## Start EXTRACTED INFORMATION

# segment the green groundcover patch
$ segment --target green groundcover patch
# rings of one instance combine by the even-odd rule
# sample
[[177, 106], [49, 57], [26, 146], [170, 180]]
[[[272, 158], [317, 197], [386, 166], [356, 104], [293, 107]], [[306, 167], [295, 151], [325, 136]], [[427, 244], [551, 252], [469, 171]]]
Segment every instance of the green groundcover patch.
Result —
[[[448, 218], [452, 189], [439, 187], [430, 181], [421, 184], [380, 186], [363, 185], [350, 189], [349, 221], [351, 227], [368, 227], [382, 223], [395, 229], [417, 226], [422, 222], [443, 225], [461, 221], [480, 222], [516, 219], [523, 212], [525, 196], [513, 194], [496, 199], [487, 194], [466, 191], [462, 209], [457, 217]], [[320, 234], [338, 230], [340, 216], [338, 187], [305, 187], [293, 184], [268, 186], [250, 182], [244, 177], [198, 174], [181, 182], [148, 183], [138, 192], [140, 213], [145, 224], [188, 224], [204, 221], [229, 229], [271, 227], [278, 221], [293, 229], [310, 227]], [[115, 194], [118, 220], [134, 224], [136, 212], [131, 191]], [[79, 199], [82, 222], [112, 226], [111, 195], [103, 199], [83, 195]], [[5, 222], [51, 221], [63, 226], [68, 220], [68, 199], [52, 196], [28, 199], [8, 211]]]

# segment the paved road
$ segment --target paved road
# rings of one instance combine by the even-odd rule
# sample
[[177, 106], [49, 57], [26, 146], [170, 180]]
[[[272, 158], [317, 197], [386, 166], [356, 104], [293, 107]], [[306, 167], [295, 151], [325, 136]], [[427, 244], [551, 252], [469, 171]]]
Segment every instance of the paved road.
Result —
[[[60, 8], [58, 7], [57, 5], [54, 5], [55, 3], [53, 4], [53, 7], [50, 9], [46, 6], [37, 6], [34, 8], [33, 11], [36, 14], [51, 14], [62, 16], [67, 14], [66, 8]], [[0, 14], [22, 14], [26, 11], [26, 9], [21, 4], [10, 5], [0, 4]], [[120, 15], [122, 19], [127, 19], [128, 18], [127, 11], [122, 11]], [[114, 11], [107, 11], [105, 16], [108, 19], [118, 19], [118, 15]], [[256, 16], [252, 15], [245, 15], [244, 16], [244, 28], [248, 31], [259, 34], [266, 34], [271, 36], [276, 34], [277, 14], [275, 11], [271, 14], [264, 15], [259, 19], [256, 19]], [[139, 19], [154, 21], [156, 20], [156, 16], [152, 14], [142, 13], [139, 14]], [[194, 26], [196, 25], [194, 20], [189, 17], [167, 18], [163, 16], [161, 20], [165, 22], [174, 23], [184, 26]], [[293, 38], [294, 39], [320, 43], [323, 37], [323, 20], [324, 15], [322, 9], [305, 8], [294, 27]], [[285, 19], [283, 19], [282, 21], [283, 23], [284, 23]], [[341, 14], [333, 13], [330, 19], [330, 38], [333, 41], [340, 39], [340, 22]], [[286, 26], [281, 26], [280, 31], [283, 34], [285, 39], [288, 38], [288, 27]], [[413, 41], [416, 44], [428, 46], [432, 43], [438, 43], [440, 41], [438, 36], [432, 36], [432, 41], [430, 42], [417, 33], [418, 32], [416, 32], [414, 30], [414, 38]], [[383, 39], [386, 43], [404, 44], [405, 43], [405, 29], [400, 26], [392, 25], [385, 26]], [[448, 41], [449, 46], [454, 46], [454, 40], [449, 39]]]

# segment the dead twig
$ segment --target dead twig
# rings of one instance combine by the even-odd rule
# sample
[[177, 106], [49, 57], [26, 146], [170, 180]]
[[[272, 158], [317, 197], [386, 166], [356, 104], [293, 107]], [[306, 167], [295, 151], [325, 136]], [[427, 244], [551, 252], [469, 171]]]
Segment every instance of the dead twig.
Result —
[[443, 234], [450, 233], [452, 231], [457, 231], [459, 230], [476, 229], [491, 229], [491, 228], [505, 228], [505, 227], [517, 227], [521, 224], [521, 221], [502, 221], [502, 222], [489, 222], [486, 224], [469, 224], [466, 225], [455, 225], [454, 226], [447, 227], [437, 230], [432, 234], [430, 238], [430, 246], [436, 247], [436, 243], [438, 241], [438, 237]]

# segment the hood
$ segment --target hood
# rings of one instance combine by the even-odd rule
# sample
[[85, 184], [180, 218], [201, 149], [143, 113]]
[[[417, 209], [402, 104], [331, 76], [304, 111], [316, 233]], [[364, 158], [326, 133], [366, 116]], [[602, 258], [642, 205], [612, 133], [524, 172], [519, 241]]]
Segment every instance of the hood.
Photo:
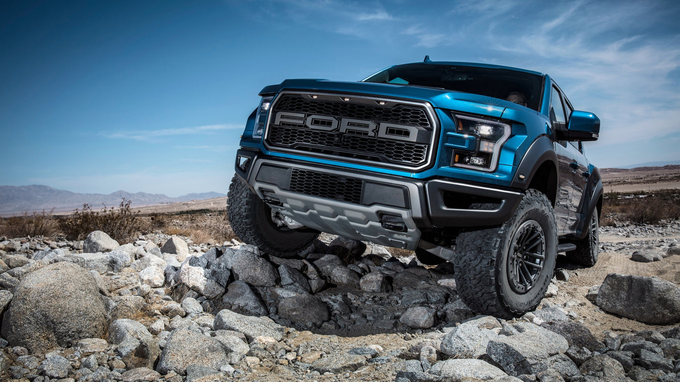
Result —
[[483, 114], [498, 118], [500, 118], [506, 107], [511, 107], [514, 105], [490, 97], [437, 88], [373, 82], [343, 82], [318, 79], [286, 80], [278, 85], [265, 86], [260, 95], [273, 94], [284, 90], [369, 94], [419, 99], [429, 102], [435, 108]]

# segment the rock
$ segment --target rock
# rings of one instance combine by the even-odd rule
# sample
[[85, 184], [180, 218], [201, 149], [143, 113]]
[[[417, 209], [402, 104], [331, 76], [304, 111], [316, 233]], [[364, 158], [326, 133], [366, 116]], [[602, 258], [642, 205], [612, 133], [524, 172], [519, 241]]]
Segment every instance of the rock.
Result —
[[297, 269], [282, 264], [279, 266], [279, 275], [281, 276], [281, 286], [284, 288], [298, 293], [311, 292], [307, 277]]
[[430, 372], [450, 377], [456, 381], [462, 378], [488, 381], [507, 375], [503, 370], [481, 360], [447, 360], [435, 364]]
[[192, 364], [218, 370], [227, 363], [226, 352], [220, 341], [186, 329], [177, 329], [168, 337], [156, 370], [161, 374], [170, 371], [182, 374]]
[[191, 297], [187, 297], [182, 300], [182, 309], [190, 317], [203, 313], [203, 307], [201, 306], [201, 303]]
[[339, 265], [330, 271], [330, 281], [337, 284], [356, 288], [359, 286], [359, 275], [356, 272], [343, 265]]
[[601, 351], [605, 347], [605, 344], [598, 341], [583, 324], [573, 321], [551, 322], [542, 324], [541, 326], [564, 337], [570, 347], [585, 347], [593, 351]]
[[165, 283], [165, 273], [158, 266], [147, 267], [139, 272], [139, 282], [151, 288], [160, 288]]
[[596, 303], [607, 312], [646, 324], [680, 322], [680, 288], [658, 277], [610, 273]]
[[663, 259], [663, 254], [653, 249], [638, 249], [633, 252], [630, 260], [639, 262], [652, 262], [654, 261], [661, 261]]
[[14, 295], [9, 290], [0, 290], [0, 314], [2, 314], [2, 312], [5, 311], [5, 308], [10, 304], [14, 296]]
[[160, 378], [160, 373], [148, 368], [129, 370], [120, 375], [121, 382], [152, 382]]
[[137, 317], [144, 309], [144, 298], [141, 296], [115, 296], [111, 299], [116, 303], [111, 313], [114, 319]]
[[250, 350], [248, 344], [236, 336], [217, 334], [215, 335], [215, 339], [220, 341], [227, 351], [236, 351], [245, 355]]
[[186, 382], [224, 381], [224, 375], [218, 370], [203, 365], [190, 364], [186, 367]]
[[540, 362], [569, 347], [564, 337], [540, 326], [530, 324], [515, 328], [526, 331], [492, 339], [486, 348], [489, 357], [509, 375], [539, 372]]
[[442, 338], [441, 352], [457, 358], [479, 358], [486, 353], [489, 341], [497, 336], [489, 329], [461, 324]]
[[344, 265], [340, 258], [335, 255], [326, 255], [314, 262], [314, 265], [324, 277], [330, 278], [330, 273], [336, 266]]
[[226, 329], [243, 333], [250, 341], [259, 336], [267, 336], [278, 341], [286, 336], [284, 327], [278, 324], [241, 315], [229, 309], [222, 309], [217, 313], [214, 328], [215, 330]]
[[279, 315], [291, 322], [319, 327], [328, 320], [328, 307], [318, 297], [298, 294], [286, 297], [279, 303]]
[[371, 272], [359, 280], [359, 287], [366, 292], [386, 293], [392, 290], [387, 277], [379, 272]]
[[160, 247], [160, 251], [174, 255], [177, 261], [183, 262], [189, 256], [189, 246], [184, 240], [173, 236]]
[[311, 364], [311, 368], [321, 374], [332, 372], [338, 374], [345, 371], [354, 371], [366, 364], [366, 358], [352, 354], [332, 354]]
[[260, 256], [260, 250], [254, 245], [243, 245], [238, 249], [227, 248], [220, 260], [231, 269], [235, 279], [253, 286], [274, 286], [279, 279], [276, 268]]
[[192, 266], [188, 262], [180, 268], [180, 281], [207, 298], [215, 298], [224, 293], [224, 288], [205, 277], [206, 270], [200, 266]]
[[83, 243], [83, 252], [95, 254], [109, 252], [120, 247], [118, 242], [101, 231], [92, 231], [87, 235]]
[[602, 378], [608, 377], [613, 379], [622, 379], [626, 377], [626, 372], [624, 371], [624, 366], [621, 364], [611, 357], [607, 357], [604, 354], [599, 354], [583, 362], [579, 368], [581, 374], [585, 375], [594, 375]]
[[245, 315], [262, 316], [269, 313], [267, 307], [245, 281], [237, 281], [229, 285], [222, 298], [224, 307]]
[[109, 326], [109, 342], [128, 368], [152, 368], [158, 358], [158, 341], [143, 324], [127, 318], [116, 319]]
[[69, 262], [48, 265], [17, 286], [3, 319], [3, 337], [33, 353], [101, 338], [106, 330], [107, 300], [82, 268]]
[[56, 355], [46, 358], [38, 367], [39, 373], [50, 378], [66, 378], [71, 370], [73, 369], [69, 360]]
[[3, 255], [2, 260], [10, 269], [31, 264], [30, 260], [21, 255]]
[[399, 321], [413, 329], [429, 329], [435, 326], [435, 310], [413, 307], [406, 309]]
[[78, 341], [77, 346], [83, 354], [101, 353], [106, 351], [109, 343], [102, 338], [83, 338]]

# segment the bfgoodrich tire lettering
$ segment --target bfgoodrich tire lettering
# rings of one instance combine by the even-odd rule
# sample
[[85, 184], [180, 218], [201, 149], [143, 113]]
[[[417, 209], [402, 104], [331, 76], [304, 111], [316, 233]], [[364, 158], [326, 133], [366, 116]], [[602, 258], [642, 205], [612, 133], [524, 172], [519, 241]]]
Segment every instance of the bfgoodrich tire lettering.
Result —
[[555, 268], [556, 227], [547, 197], [529, 190], [500, 227], [460, 233], [453, 262], [467, 306], [505, 319], [534, 309]]
[[256, 245], [266, 254], [294, 256], [319, 235], [278, 226], [272, 221], [271, 208], [237, 175], [231, 179], [228, 196], [226, 213], [234, 233], [241, 241]]

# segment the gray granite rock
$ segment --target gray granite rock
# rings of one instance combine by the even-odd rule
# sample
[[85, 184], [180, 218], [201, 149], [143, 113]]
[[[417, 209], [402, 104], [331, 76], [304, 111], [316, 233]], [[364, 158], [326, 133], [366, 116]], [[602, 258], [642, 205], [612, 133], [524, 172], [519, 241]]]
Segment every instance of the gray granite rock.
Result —
[[447, 360], [437, 362], [430, 369], [430, 372], [442, 377], [450, 377], [455, 380], [476, 378], [489, 381], [507, 375], [503, 370], [488, 362], [471, 359]]
[[424, 307], [412, 307], [401, 315], [399, 321], [413, 329], [429, 329], [435, 326], [435, 310]]
[[111, 237], [102, 231], [92, 231], [87, 235], [83, 243], [83, 252], [95, 254], [97, 252], [109, 252], [118, 248], [120, 245]]
[[160, 251], [163, 254], [170, 254], [174, 255], [175, 258], [179, 262], [184, 261], [189, 256], [189, 247], [186, 242], [175, 236], [171, 237], [160, 247]]
[[158, 341], [143, 324], [127, 318], [116, 319], [109, 326], [109, 342], [128, 368], [152, 368], [160, 349]]
[[352, 354], [332, 354], [314, 361], [312, 370], [321, 374], [332, 372], [338, 374], [345, 371], [354, 371], [366, 364], [366, 358]]
[[600, 287], [596, 303], [606, 311], [641, 322], [680, 322], [680, 288], [658, 277], [610, 273]]
[[3, 337], [34, 353], [101, 338], [107, 300], [82, 268], [68, 262], [48, 265], [17, 286], [3, 319]]
[[165, 343], [156, 370], [161, 374], [182, 374], [189, 365], [218, 370], [228, 363], [224, 347], [218, 340], [186, 329], [172, 332]]
[[599, 354], [583, 362], [579, 368], [581, 374], [598, 377], [622, 379], [626, 377], [624, 366], [618, 361], [604, 354]]
[[61, 355], [46, 358], [38, 367], [38, 372], [50, 378], [66, 378], [71, 370], [71, 362]]
[[457, 358], [479, 358], [486, 353], [489, 341], [498, 337], [489, 329], [461, 324], [441, 340], [441, 352]]
[[217, 313], [214, 328], [216, 330], [224, 329], [243, 333], [250, 341], [259, 336], [281, 341], [286, 335], [284, 328], [278, 324], [256, 317], [241, 315], [229, 309], [222, 309]]

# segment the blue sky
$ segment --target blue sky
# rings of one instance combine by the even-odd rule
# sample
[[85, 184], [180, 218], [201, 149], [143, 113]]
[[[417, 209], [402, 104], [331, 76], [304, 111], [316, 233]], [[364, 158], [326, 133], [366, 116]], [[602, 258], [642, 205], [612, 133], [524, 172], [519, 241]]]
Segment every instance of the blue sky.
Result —
[[0, 184], [226, 192], [259, 90], [471, 61], [550, 74], [600, 167], [680, 159], [680, 2], [0, 1]]

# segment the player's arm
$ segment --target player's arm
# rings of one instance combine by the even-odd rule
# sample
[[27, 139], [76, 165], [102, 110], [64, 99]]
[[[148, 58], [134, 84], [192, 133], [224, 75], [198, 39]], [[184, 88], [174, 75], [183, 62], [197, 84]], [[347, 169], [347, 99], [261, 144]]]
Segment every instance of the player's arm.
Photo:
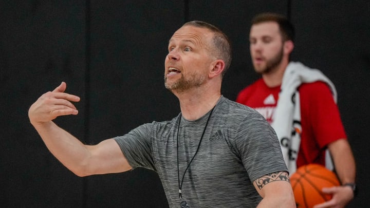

## End EXTRACTED INFORMATION

**YOUR GOAL**
Lay out everything in the listing from the line containing "# segment the hood" down to the line containing "102], [435, 108]]", both included, as a JSON list of strings with one string per line and no blank lines. Leave the pictures out.

**ANSWER TO THIS EXERCISE**
[
  "# segment the hood",
  "$ segment --target hood",
  "# rings of one instance combine by the even-odd rule",
  "# sample",
  "[[85, 184], [180, 218], [201, 149], [143, 113]]",
  "[[[417, 209], [402, 104], [331, 76], [304, 111], [316, 233]], [[364, 158], [326, 133], [366, 116]], [[602, 258], [642, 205], [612, 133], [524, 172], [519, 241]]]",
  "Segment every instance of the hood.",
  "Photo:",
  "Result —",
  "[[483, 114], [498, 118], [500, 118], [506, 107], [511, 107], [514, 105], [490, 97], [437, 88], [373, 82], [343, 82], [318, 79], [286, 80], [278, 85], [265, 86], [260, 95], [273, 94], [284, 90], [369, 94], [419, 99], [429, 102], [435, 108]]"
]